Rewrite all of the records below, changing every "instance" to "occurrence" and leaving everything else as it is.

━━━ RECORDS FOR THIS TASK

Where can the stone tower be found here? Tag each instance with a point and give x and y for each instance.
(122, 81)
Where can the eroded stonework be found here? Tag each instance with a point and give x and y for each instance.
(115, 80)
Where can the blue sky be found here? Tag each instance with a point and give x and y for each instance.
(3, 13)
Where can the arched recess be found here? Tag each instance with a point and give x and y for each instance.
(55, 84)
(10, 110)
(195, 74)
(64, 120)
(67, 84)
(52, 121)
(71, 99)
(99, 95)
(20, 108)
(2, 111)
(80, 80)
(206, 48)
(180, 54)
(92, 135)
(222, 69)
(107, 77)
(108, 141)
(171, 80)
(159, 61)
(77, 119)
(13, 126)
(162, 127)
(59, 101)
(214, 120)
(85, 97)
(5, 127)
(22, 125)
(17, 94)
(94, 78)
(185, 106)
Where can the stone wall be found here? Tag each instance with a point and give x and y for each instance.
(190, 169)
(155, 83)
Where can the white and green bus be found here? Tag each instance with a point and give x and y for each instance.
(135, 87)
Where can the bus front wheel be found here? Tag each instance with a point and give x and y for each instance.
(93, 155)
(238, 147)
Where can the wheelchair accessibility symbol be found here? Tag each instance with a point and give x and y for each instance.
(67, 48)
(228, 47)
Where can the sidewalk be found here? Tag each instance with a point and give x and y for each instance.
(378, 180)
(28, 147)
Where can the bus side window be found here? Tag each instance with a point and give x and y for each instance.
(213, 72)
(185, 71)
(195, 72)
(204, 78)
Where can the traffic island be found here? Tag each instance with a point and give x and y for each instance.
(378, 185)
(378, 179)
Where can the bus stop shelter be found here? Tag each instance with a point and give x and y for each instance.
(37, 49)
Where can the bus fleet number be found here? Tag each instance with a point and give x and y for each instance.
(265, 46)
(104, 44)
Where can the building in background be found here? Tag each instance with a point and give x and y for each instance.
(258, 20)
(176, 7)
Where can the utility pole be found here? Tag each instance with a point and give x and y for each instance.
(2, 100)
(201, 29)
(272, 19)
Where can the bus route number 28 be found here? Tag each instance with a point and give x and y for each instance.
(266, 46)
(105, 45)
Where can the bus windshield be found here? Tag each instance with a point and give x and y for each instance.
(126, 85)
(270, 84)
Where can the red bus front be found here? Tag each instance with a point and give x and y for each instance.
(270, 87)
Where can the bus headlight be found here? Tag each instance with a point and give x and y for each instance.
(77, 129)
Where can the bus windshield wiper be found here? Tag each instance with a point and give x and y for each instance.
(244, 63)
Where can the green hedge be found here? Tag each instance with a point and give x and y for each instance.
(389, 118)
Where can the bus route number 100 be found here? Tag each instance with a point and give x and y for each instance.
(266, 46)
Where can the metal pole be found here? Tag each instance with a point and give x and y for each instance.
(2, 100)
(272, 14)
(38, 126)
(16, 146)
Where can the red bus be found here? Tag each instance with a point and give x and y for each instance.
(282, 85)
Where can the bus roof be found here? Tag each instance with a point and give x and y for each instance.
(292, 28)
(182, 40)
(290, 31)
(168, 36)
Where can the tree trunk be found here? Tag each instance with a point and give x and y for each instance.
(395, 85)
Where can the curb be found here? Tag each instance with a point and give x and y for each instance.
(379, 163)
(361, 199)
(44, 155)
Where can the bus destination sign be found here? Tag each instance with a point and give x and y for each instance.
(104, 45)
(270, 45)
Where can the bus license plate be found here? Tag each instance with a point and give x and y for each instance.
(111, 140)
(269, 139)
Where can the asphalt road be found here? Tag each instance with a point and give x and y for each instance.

━━━━━━

**SOLUTION TO THIS TASK**:
Where can the stone tower be found here? Tag each occurrence with a point and give x and y for each occurrence.
(122, 81)
Where can the eroded stonework be found here? Tag each occurrence with a point and give x and y for each occurrence.
(115, 80)
Where can the blue sky be found here? Tag each occurrence with a point and give x and y for each occurrence.
(3, 13)
Where can the arched recess be found here? Tag each occurrence with a point and give x and y for each occurrence.
(55, 84)
(10, 110)
(195, 74)
(64, 120)
(67, 84)
(52, 121)
(71, 99)
(99, 95)
(20, 108)
(2, 111)
(80, 80)
(206, 48)
(180, 54)
(92, 135)
(222, 69)
(107, 77)
(108, 141)
(171, 80)
(159, 61)
(77, 119)
(13, 126)
(162, 127)
(59, 101)
(214, 120)
(85, 97)
(5, 127)
(22, 125)
(17, 94)
(94, 78)
(185, 106)
Where can the stone wall be found here? Tag each occurrence with a point and give x and y for each occurrence.
(190, 169)
(155, 83)
Where can the white and green bus be found here? Tag each occurrence with a point and give x and y for each occurrence.
(135, 87)
Where can the bus front wheel be found here? Tag each occurrence with a point and give x and y for each occurrence.
(93, 155)
(238, 147)
Where can the wheelchair accessibility symbol be found here? Tag each occurrence with a point and give x and y for each occurrence.
(67, 48)
(228, 47)
Where can the sidewalk be found here? Tag each occurrence with a point and give x and y for each occurrence.
(378, 180)
(28, 147)
Where can the bus side window be found here? Tag each occurrence with a point and give x and y for each occurrence.
(213, 72)
(185, 71)
(195, 72)
(204, 78)
Where can the traffic island be found here? Tag each occurrence with a point and give x and y for each occurrence.
(378, 185)
(378, 179)
Where can the bus stop shelter be found here? Tag each occurrence with a point and give x and y for each occurrence.
(37, 49)
Where can the bus fleet number be found here? Tag each occurrence with a point and give x and y for each occurrence.
(265, 46)
(104, 44)
Where can the building in background be found here? Tag each occurrence with a point and give x and y for each occurrence.
(258, 20)
(176, 7)
Where can the utility pole be found here? Tag each occurrence with a point and give x and y for each occurrence.
(2, 100)
(201, 29)
(272, 19)
Where can the bus route number 28 be found here? Tag each occurrence with a point and give x and y for each occurrence.
(266, 46)
(105, 45)
Where can the bus windshield be found here? Tag each occurrence with a point and give x and y for each occurrence.
(126, 85)
(270, 84)
Where can the red bus front be found here? Tag each occurrence with a point and give x and y for each occurrence.
(270, 87)
Where can the bus headlight be found here? Tag each occurrence with a point and give x and y for each occurrence.
(77, 129)
Where can the bus windshield wiper be found here? Tag each occurrence with a point and give x and y for each occurrence.
(244, 63)
Where can the green hedge be found here? Tag each occurrence with a point and give x and y for each occurrence.
(389, 118)
Where can the bus route number 100 be found here? Tag each occurrence with a point and give x and y for each occurrence.
(266, 46)
Where can the metal pole be found here? Tag each occurrence with a point and give x and y for each occurrence.
(2, 100)
(272, 14)
(38, 126)
(16, 146)
Where can the red bus be found here? Tag each occurrence with a point and give x and y for each occurrence.
(282, 85)
Where can the bus roof be found here? Tag each occurrence with a point and give x and y for each occurrence.
(292, 28)
(182, 40)
(290, 31)
(168, 36)
Where can the tree trunk be found here? Tag each occurrence with a point and give x and y for each occurrence.
(395, 85)
Where can the curb be found here? Tag each occurrence with a point and give x and y for each occurrence.
(379, 163)
(361, 199)
(44, 155)
Where can the bus destination sign be found here? Tag each occurrence with a point and give x and y for each occurrence.
(104, 45)
(270, 45)
Where can the bus license plate be found here? Tag each occurrence with a point and give x and y for each occurrence.
(111, 140)
(269, 139)
Where can the asphalt road be found here? Tag each occurrence with a point and give x and y for each occurrence.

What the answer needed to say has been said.